Start GIVEN INFORMATION

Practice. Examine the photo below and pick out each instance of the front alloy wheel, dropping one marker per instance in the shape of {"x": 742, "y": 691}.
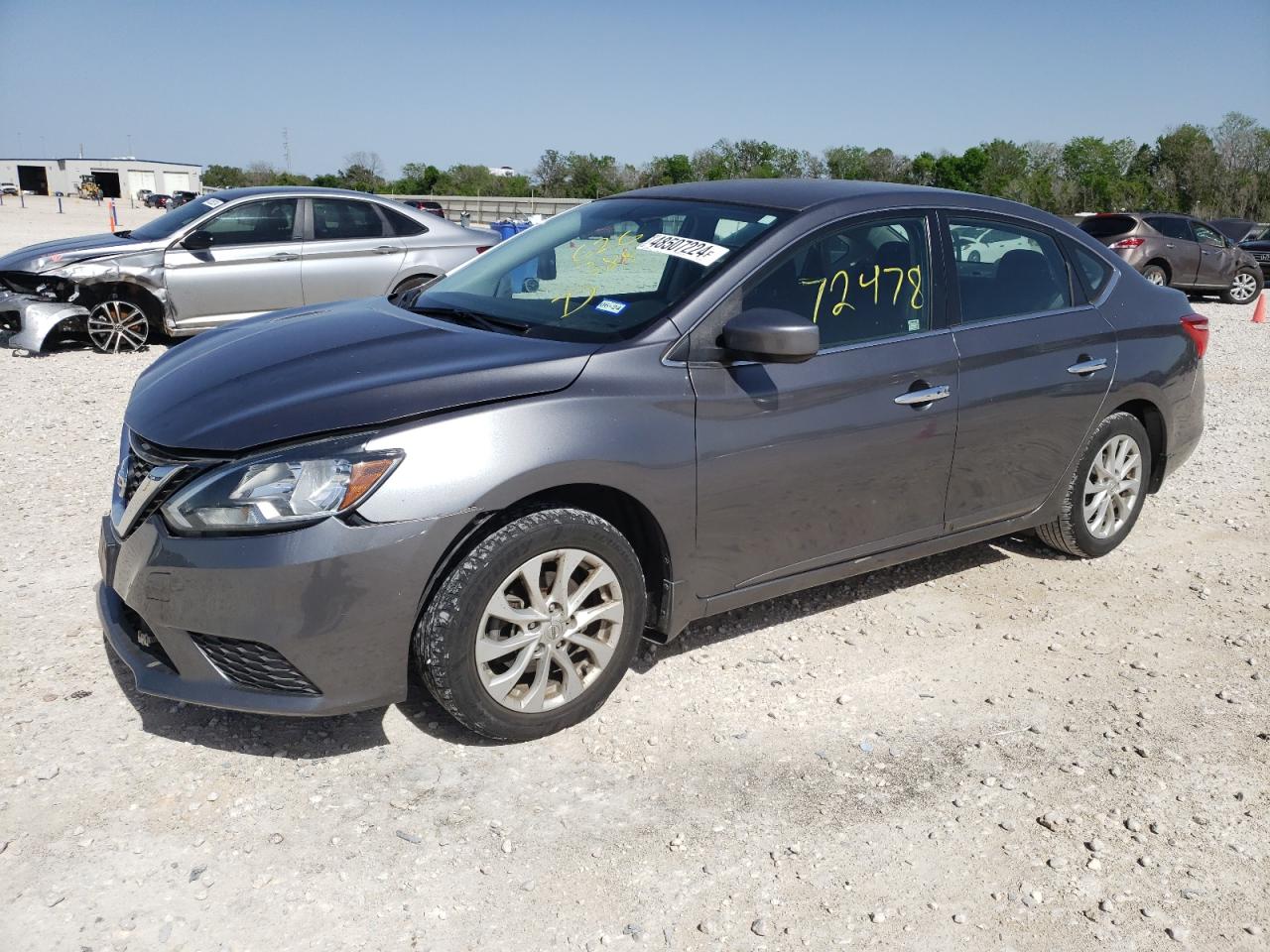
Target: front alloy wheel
{"x": 117, "y": 326}
{"x": 535, "y": 626}
{"x": 550, "y": 630}
{"x": 1243, "y": 289}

End GIVEN INFORMATION

SHORT EXERCISE
Rewrite all of the entries with "front alloy wheel" replaced by "rear alloy wheel" and everything else left unchanged. Leave the pictures out of your version.

WRITTEN ANSWER
Practice. Examine the photo below and pick out each instance of the rear alloy wheel, dropping one marker per instance in the shape of {"x": 742, "y": 691}.
Target: rear alloy wheel
{"x": 117, "y": 326}
{"x": 535, "y": 626}
{"x": 550, "y": 630}
{"x": 1243, "y": 289}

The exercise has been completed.